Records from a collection
---------------
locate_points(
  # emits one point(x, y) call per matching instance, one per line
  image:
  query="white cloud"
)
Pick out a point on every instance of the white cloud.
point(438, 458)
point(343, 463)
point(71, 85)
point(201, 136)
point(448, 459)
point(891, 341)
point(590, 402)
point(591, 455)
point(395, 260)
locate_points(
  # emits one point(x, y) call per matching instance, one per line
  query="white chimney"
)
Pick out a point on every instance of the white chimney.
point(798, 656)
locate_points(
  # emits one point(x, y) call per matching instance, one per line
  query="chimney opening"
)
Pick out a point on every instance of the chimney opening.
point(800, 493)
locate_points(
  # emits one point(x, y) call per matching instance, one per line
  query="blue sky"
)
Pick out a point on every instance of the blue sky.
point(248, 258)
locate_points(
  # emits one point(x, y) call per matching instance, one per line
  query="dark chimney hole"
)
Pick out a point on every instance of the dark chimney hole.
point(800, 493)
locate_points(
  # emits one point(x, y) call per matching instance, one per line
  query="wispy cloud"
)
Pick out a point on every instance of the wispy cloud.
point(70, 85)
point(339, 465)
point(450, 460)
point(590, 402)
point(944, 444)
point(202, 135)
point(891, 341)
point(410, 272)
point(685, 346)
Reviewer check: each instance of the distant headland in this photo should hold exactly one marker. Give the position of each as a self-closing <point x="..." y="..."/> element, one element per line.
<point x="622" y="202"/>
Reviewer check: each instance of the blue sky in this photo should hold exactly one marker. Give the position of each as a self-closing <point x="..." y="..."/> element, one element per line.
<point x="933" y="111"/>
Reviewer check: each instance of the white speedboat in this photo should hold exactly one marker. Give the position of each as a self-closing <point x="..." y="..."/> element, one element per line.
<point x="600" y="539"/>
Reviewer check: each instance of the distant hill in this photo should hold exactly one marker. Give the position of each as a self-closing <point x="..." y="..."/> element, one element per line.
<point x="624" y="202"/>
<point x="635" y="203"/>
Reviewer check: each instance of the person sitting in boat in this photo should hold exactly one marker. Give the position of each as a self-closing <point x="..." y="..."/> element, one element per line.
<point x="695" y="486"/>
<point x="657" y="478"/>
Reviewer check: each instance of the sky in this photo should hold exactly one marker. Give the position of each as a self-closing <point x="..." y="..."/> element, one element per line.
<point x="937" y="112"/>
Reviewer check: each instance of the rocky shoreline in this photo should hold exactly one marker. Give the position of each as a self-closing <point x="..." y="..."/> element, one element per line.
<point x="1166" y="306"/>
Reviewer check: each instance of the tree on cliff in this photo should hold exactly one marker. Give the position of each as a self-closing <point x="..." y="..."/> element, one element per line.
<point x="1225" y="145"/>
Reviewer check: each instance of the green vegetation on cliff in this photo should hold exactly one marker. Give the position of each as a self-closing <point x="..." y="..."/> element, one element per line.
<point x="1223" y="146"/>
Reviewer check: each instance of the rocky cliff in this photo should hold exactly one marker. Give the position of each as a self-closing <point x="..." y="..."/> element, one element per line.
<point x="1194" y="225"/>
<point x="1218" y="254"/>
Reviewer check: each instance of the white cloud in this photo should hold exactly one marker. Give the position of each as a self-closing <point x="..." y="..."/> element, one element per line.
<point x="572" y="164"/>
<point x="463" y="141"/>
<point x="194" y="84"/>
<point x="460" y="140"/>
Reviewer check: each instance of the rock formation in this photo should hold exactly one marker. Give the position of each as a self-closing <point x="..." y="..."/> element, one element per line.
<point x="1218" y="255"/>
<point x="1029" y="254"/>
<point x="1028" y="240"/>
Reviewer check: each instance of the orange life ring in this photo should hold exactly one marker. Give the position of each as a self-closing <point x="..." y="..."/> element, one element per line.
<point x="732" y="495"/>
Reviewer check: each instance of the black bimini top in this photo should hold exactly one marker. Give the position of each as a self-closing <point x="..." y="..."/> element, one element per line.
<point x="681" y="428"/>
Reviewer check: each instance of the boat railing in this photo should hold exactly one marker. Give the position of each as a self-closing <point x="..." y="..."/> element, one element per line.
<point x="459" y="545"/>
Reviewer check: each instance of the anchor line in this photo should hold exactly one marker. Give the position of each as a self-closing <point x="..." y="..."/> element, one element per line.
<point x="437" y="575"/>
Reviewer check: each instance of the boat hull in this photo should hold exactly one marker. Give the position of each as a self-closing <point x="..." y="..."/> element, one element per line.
---------------
→ **Action item**
All entries above are to be repeated verbatim, down to the last line.

→ **Exercise answer**
locate_points(
  # emits one point(x, y) call per matching instance, one per line
  image:
  query="white cloud"
)
Pick out a point on every instance of the white cloud.
point(438, 458)
point(343, 463)
point(71, 85)
point(201, 136)
point(448, 459)
point(891, 341)
point(590, 402)
point(591, 455)
point(395, 260)
locate_points(
  # emits one point(x, y) call per matching instance, one per line
  query="white chimney"
)
Pick out a point on every instance of the white chimney.
point(798, 656)
locate_points(
  # emits one point(x, y) call per matching instance, one per line
  query="chimney opening"
)
Pick out a point on every instance of the chimney opening.
point(800, 493)
locate_points(
  # emits one point(x, y) call per matching instance, one per line
  query="blue sky"
)
Pick out a point on every instance of the blue sky.
point(248, 258)
locate_points(
  # emits one point(x, y) call per matching instance, one per line
  query="dark chimney hole"
)
Pick out a point on every instance of the dark chimney hole.
point(800, 493)
locate_points(
  # emits one point(x, y) call per matching instance, one per line
  query="wispy cloud"
)
Pick out a point on every instance of the wispy cloud.
point(70, 85)
point(339, 465)
point(450, 460)
point(590, 402)
point(944, 444)
point(202, 135)
point(891, 341)
point(410, 272)
point(685, 346)
Reviewer check: each instance of the distant headland in this photo should hold exactly one marker. Give the position of each as a self-closing <point x="..." y="..."/> element, one element per line.
<point x="622" y="202"/>
Reviewer check: each instance of the blue sky in this photo should hold exactly one marker. Give the position of each as a self-closing <point x="..." y="..."/> element, one element per line.
<point x="933" y="111"/>
Reviewer check: each instance of the white speedboat in this photo should hold exactly one marker. Give the position of each as a self-closing <point x="..." y="..."/> element, one element per line.
<point x="600" y="539"/>
Reviewer check: each instance of the distant hill in this photo should hold exactly one marker. Give the position of each as a self-closing <point x="..." y="..."/> element, one element per line.
<point x="624" y="202"/>
<point x="635" y="203"/>
Reviewer check: each instance of the person sitting in boat in this photo should hold exactly one marker. Give the position of each as a self-closing <point x="..." y="..."/> element, one element per line.
<point x="695" y="486"/>
<point x="657" y="478"/>
Reviewer check: each instance of the sky in this photo should hold exactly one marker. Give the position of each as a self-closing <point x="..." y="..."/> element, one element per line.
<point x="937" y="112"/>
Reviewer check: each instance of the rocky shoreline in this photo should hold exactly one marker. Give the position of each as a self-closing <point x="..." y="..."/> element, one element per line.
<point x="1166" y="306"/>
Reviewer check: each instance of the tree on cliff in this photo should hold exactly one marker. Give the position of each as a self-closing <point x="..." y="..."/> element, one element per line.
<point x="1225" y="145"/>
Reviewer check: each instance of the green vegetation on cliff in this photo should hold exactly one marker. Give the position of each as a self-closing <point x="..." y="..."/> element, one element per line.
<point x="1223" y="146"/>
Reviewer check: each instance of the rocky cliff in this photo should hold exactly one marker. Give the position of each as a self-closing <point x="..." y="..."/> element, one element per line.
<point x="1194" y="225"/>
<point x="1218" y="254"/>
Reviewer check: each instance of the white cloud in this photo should hold exactly one marker. Give the position of each as a self-closing <point x="..." y="..."/> element, one element per line.
<point x="572" y="164"/>
<point x="463" y="141"/>
<point x="194" y="84"/>
<point x="460" y="140"/>
Reviewer check: each instance of the rock formation in this photo should hold exactly one marker. Give the position of each as a self-closing <point x="..." y="..."/> element, one element per line.
<point x="1218" y="255"/>
<point x="1029" y="254"/>
<point x="1028" y="240"/>
Reviewer check: each instance of the orange life ring in this photo should hold exactly one marker. Give the position of each as a self-closing <point x="..." y="..."/> element, one element per line.
<point x="732" y="495"/>
Reviewer check: each instance of the black bimini top in this photo should hold exactly one marker. Give the position of each as a self-closing <point x="..." y="..."/> element, one element per line.
<point x="681" y="428"/>
Reviewer check: each instance of the boat railing in this photo should hold exactly one marker. Give the position of each as a self-closing <point x="..." y="..."/> element, one element per line.
<point x="459" y="545"/>
Reviewer check: each instance of the anchor line in this photo should hold exactly one marker. Give the position of each as a self-closing <point x="..." y="..."/> element, one element per line.
<point x="437" y="575"/>
Reviewer check: each instance of the boat hull in this photo should hold exactly one marker. Give the position of each as a self-closing <point x="..." y="..."/> element, one element per line.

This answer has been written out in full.